Parts of the exercise
#1 In the article on the origin of multicellularity, rewrite the paragraph beginning "Zernicka-Goetz and Chen begin with a constraint" as a short list that keeps its main facts.
#2 From the article on the origin of multicellularity, set down the stretch from "The hypothesis isn't" through "than we realized.", word for word.
[[ Passage shown open ]]
Magdalena Zernicka-Goetz was asking the wrong question. For decades, biologists have puzzled over how life made the leap from single cells to multicellular organisms, framing it as a riddle of genetic innovation and evolutionary advantage. But in a new Perspective published this year in Nature Biotechnology, the Caltech biologist and her collaborator Qi Chen of the University of Utah propose something simpler and more profound: the origin of multicellularity wasn't primarily a genetic achievement at all, but rather an inevitable consequence of physics.

The question matters because understanding how cells first learned to organize themselves together unlocks not just our past, but our future. If we can decode the logic behind self-organization, we can potentially build living tissues from scratch in the laboratory—a prospect with transformative implications for regenerative medicine, reproductive health, and synthetic biology itself.

Zernicka-Goetz and Chen begin with a constraint that feels almost mundane. Once cells crowd together and begin to grow, they face a hard biological reality: oxygen and nutrients can only travel so far, and only cells touching the external environment can access resources directly. This limitation is relentless. And faced with it, cells don't innovate wildly. Instead, they turn to a small set of recurring architectural solutions that emerge almost mechanically: hollowing out (cavitation), folding, and branching. Repeat these simple strategies, layer them over time, and you get the elaborate structures of embryos, organs, and living tissues.

At the heart of their argument sits a new idea called the Asymmetric Initiation Hypothesis. Previous theories suggested that multicellularity began when cells either stuck together after division or banded into cooperative groups. But Zernicka-Goetz and Chen propose an even earlier step: an imbalance within a single cell itself. An uneven distribution of molecules, organelles, or mechanical tension—a spatial bias in function and fate that could have been triggered by crowding, compression, or other environmental forces. This asymmetry, they suggest, may have set the stage for polarization, adhesion, division of labor, and eventually the whole cascade of multicellular organization.

The hypothesis isn't speculative. Recent studies show that archaea, single-celled organisms, form tissue-like structures under mechanical compression. Physics, it turns out, has been shaping life's architecture for far longer than we realized.

What makes this perspective truly powerful is what Zernicka-Goetz's laboratory has now made possible: the ability to reconstruct these processes in the lab using stem cell–based embryo models. Scientists can now watch self-organization unfold in a dish, observing it succeed and fail, gradually revealing its underlying logic. This experimental approach echoes a principle from Richard Feynman's blackboard at Caltech: "What I cannot create, I do not understand."

"By reconstructing how life assembles itself, we are moving from observing biology to prototyping it," Zernicka-Goetz says. That shift—from passive observer to active engineer—opens a door that was previously sealed. We are beginning to understand not just how we came to be, but how to build life itself.
[[ Passage shown closed ]]
[[ Input data open ]]
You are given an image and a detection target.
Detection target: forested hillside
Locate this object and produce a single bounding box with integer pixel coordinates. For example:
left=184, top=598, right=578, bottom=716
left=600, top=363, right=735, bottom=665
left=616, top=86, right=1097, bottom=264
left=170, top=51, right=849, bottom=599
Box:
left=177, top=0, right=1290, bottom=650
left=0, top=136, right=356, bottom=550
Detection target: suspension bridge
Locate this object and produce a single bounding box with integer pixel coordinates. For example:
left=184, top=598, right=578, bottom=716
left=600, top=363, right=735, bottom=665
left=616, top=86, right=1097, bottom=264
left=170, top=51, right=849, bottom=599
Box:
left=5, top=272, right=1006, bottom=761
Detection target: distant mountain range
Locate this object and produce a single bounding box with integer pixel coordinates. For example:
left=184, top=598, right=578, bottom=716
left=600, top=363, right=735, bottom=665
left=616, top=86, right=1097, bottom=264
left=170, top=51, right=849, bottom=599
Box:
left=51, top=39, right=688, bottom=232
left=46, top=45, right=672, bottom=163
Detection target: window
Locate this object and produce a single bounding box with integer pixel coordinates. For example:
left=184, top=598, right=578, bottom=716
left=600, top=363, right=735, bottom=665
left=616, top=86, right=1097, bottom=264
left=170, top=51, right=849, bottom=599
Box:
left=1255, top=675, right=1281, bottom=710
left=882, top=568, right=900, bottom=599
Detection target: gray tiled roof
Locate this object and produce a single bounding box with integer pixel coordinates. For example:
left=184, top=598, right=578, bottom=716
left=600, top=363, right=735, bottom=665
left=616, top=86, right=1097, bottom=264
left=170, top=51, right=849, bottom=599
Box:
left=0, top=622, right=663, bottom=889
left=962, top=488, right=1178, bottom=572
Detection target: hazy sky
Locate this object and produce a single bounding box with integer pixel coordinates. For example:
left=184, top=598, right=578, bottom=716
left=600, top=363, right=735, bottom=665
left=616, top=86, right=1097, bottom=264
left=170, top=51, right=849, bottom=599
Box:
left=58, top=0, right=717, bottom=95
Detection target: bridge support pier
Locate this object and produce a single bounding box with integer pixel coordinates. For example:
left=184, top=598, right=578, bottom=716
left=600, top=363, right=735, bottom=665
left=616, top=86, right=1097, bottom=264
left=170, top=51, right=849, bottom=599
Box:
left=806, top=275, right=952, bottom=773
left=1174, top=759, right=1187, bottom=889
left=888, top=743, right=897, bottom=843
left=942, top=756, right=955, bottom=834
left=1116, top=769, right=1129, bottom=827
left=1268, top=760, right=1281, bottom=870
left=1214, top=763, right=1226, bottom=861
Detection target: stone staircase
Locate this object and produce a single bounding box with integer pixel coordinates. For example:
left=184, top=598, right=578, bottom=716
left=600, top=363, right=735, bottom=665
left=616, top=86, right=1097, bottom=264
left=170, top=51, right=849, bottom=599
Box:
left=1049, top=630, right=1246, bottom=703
[[ Input data closed ]]
Exercise responses
#1
- Once cells crowd together and grow, oxygen and nutrients can travel only so far.
- Only cells touching the external environment can access resources directly.
- Faced with this limitation, cells don't innovate wildly. They rely on a small set of recurring architectural solutions: hollowing out (cavitation), folding, and branching.
- Repeating and layering these strategies over time produces the elaborate structures of embryos, organs, and living tissues.

#2
The hypothesis isn't speculative. Recent studies show that archaea, single-celled organisms, form tissue-like structures under mechanical compression. Physics, it turns out, has been shaping life's architecture for far longer than we realized.